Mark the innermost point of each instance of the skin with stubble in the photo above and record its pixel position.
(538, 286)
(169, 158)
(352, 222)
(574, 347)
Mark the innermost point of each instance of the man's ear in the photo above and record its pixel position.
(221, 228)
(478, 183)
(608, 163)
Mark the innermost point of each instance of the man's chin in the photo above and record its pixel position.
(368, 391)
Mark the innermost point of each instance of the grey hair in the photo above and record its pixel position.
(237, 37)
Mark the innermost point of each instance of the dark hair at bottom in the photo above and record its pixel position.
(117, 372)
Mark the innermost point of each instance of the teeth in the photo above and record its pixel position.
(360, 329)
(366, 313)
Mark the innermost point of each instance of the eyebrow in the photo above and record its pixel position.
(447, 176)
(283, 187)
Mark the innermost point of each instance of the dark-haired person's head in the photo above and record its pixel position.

====

● **PROBLEM REQUIREMENTS**
Produce the records once again, exactly as they stand above.

● **ANSWER SPACE**
Mark the innermost point of each instance of the skin with stubble in the photo above and record its pixel position.
(538, 286)
(169, 158)
(352, 222)
(574, 347)
Mark the innermost point of each instance of the man's ear in the photo above and record its pixel position.
(221, 228)
(478, 183)
(608, 163)
Mark the innermost point of each instance of the man's chin in the photo above and record its pixel position.
(368, 391)
Mark the innermost point of each instance of the grey hair in the photo above and record its pixel position.
(237, 37)
Mark the innermost point of each instance of the dark hair at bottom in the photo above and record its pixel position.
(117, 372)
Mark the innermost point of each instance of the teeth in the photo above and record its pixel position.
(360, 329)
(366, 313)
Mark the innermost point of each instance of the eyebrow in the photo above and record its pixel position.
(447, 176)
(283, 187)
Mark the innermost point of each instance of the dark-haired person's head in the photo above and record its pixel position.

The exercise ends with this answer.